## Extracted entries
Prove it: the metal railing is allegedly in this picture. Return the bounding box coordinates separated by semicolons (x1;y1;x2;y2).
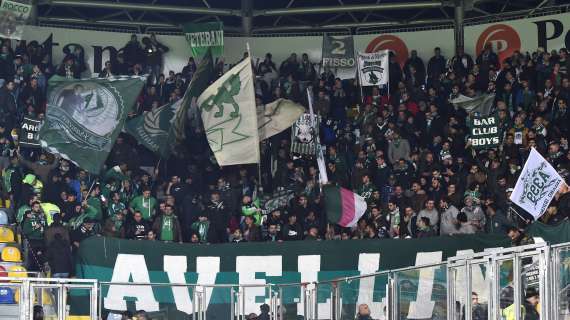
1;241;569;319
--
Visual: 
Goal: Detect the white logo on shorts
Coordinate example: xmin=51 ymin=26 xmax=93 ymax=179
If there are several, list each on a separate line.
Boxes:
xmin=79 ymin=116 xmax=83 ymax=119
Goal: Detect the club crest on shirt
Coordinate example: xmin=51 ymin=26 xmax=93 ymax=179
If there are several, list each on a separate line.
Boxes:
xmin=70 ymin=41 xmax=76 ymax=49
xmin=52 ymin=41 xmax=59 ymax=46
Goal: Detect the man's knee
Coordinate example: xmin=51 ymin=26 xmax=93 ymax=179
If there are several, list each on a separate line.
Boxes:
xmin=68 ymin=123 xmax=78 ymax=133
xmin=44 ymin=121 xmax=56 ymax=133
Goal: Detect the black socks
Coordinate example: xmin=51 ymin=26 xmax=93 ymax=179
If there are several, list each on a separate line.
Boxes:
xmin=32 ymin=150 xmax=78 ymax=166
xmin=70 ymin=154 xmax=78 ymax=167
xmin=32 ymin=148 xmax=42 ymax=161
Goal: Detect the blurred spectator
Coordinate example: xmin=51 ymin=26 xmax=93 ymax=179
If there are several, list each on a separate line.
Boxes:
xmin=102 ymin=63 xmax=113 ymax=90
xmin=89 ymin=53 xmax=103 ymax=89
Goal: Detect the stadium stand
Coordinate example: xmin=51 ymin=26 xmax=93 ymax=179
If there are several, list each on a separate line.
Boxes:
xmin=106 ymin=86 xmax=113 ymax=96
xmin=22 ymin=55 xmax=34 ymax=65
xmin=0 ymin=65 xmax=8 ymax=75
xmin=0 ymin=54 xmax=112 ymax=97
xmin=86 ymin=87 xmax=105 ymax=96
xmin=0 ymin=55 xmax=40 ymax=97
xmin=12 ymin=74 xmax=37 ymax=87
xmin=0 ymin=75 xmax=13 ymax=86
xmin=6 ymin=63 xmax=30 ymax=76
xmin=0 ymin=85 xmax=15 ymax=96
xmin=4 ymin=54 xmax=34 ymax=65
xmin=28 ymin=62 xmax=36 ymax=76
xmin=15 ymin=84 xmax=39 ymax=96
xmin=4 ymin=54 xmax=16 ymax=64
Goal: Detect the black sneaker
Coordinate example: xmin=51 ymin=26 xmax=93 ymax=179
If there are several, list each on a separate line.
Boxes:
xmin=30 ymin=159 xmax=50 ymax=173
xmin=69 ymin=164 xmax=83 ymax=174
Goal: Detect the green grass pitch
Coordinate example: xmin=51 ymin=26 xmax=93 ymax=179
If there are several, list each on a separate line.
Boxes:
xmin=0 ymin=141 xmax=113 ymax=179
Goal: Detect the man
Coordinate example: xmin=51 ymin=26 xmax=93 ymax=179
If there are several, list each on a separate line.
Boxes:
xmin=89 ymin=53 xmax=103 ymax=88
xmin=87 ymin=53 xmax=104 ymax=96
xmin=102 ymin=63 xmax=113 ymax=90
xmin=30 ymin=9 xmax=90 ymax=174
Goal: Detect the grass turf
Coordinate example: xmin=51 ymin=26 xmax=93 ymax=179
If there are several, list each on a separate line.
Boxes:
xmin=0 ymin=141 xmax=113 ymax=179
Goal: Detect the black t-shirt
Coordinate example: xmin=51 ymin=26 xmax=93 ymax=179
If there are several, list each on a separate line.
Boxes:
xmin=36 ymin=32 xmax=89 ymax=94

## Assignment
Exactly how many lines of the material contain the word "grass"? Write the number alone.

## Response
2